#### [Written task]
Rescale the records from their start through the line that contains "548), (992, 551)]", both included. Write those lines out again with all other text unchanged, multiply every vertex coordinate in the answers by 1.3, round each to a whole number with halves going up, and leave the pictures out.

#### [Task material]

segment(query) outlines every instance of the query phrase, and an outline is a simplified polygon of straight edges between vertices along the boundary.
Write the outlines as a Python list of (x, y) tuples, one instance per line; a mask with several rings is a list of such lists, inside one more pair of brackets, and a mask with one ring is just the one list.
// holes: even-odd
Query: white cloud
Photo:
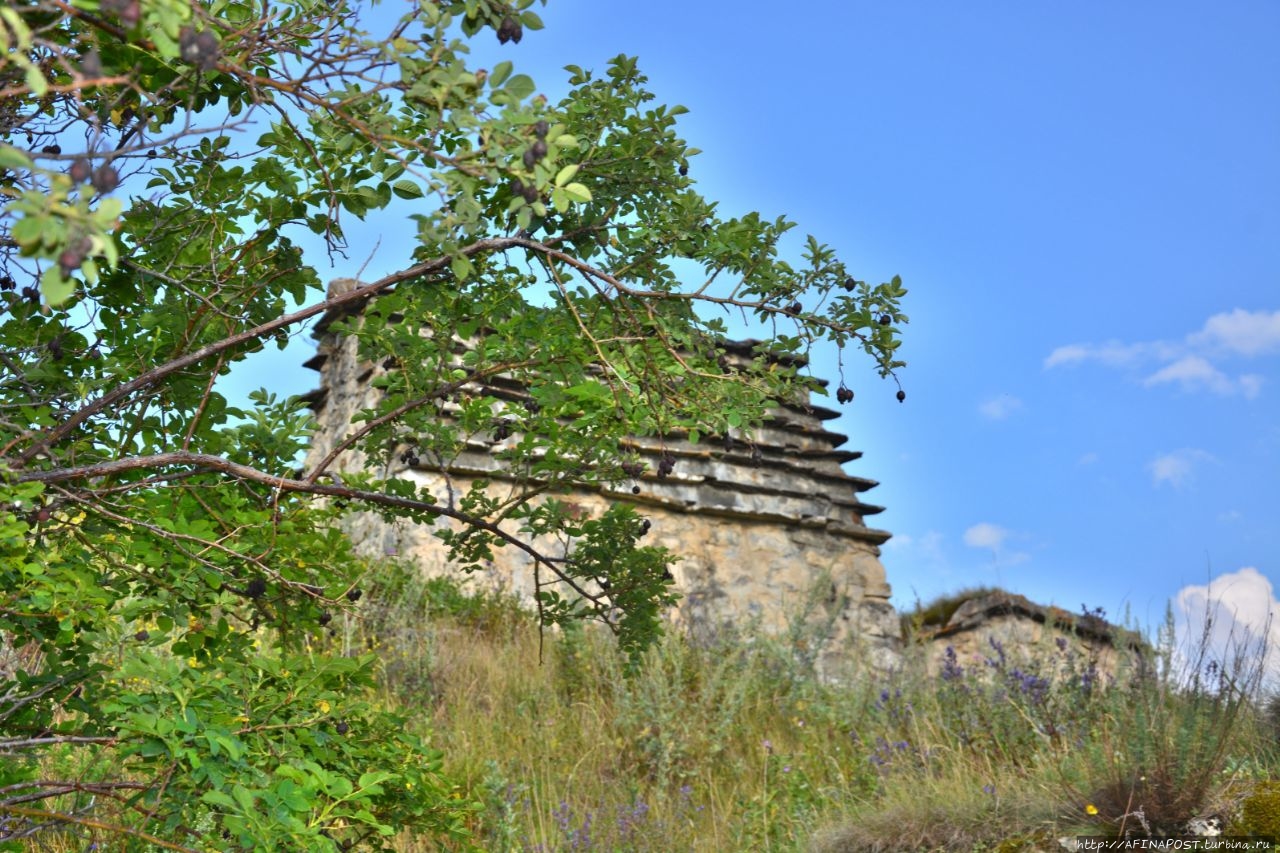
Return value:
[(1000, 548), (1009, 538), (1009, 530), (1004, 529), (998, 524), (989, 524), (982, 521), (975, 524), (964, 532), (964, 543), (970, 548), (991, 548), (992, 551)]
[(1231, 379), (1201, 356), (1183, 356), (1147, 377), (1142, 384), (1149, 388), (1167, 382), (1176, 382), (1185, 391), (1208, 388), (1224, 397), (1243, 393), (1245, 397), (1253, 398), (1258, 396), (1262, 387), (1262, 377), (1248, 374), (1239, 379)]
[(1175, 489), (1180, 489), (1184, 485), (1189, 485), (1194, 479), (1194, 469), (1199, 462), (1212, 459), (1204, 451), (1196, 450), (1194, 447), (1184, 447), (1172, 453), (1157, 456), (1147, 464), (1147, 469), (1151, 471), (1151, 484), (1161, 485), (1162, 483), (1167, 483)]
[(1158, 353), (1164, 352), (1166, 346), (1158, 341), (1153, 343), (1121, 343), (1120, 341), (1069, 343), (1050, 352), (1048, 357), (1044, 359), (1044, 366), (1056, 368), (1064, 364), (1101, 361), (1108, 368), (1125, 368), (1144, 361), (1153, 355), (1158, 357)]
[(1189, 336), (1192, 346), (1228, 350), (1244, 356), (1280, 351), (1280, 310), (1215, 314), (1204, 328)]
[(1235, 665), (1263, 666), (1272, 685), (1280, 676), (1280, 658), (1272, 653), (1280, 646), (1280, 602), (1271, 580), (1256, 567), (1183, 587), (1174, 598), (1174, 651), (1183, 665), (1212, 661), (1236, 676), (1243, 672), (1233, 672)]
[(1275, 352), (1280, 352), (1280, 310), (1235, 309), (1215, 314), (1199, 332), (1187, 334), (1181, 341), (1107, 341), (1061, 346), (1044, 359), (1044, 369), (1093, 361), (1137, 375), (1142, 375), (1139, 370), (1146, 371), (1142, 383), (1148, 388), (1176, 384), (1184, 391), (1238, 394), (1252, 400), (1261, 393), (1263, 377), (1245, 373), (1233, 378), (1217, 362)]
[(987, 420), (1004, 420), (1023, 407), (1023, 401), (1012, 394), (989, 397), (978, 405), (978, 412)]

#### [Full answer]
segment(query) outlines every instance of the query phrase, and an outline is a simplified polygon of straight edges between vertices along the boundary.
Write the outlines as a Python list of (x, y) tuples, one instance per line; a mask with several rings is a list of such lists, inside one more pair of brackets, and a mask with one ring is just the one list.
// holes: even-odd
Query: white cloud
Photo:
Return value:
[(1300, 712), (1312, 699), (1312, 689), (1305, 688), (1297, 681), (1286, 681), (1277, 677), (1268, 681), (1253, 692), (1253, 706), (1261, 712), (1288, 712), (1290, 716)]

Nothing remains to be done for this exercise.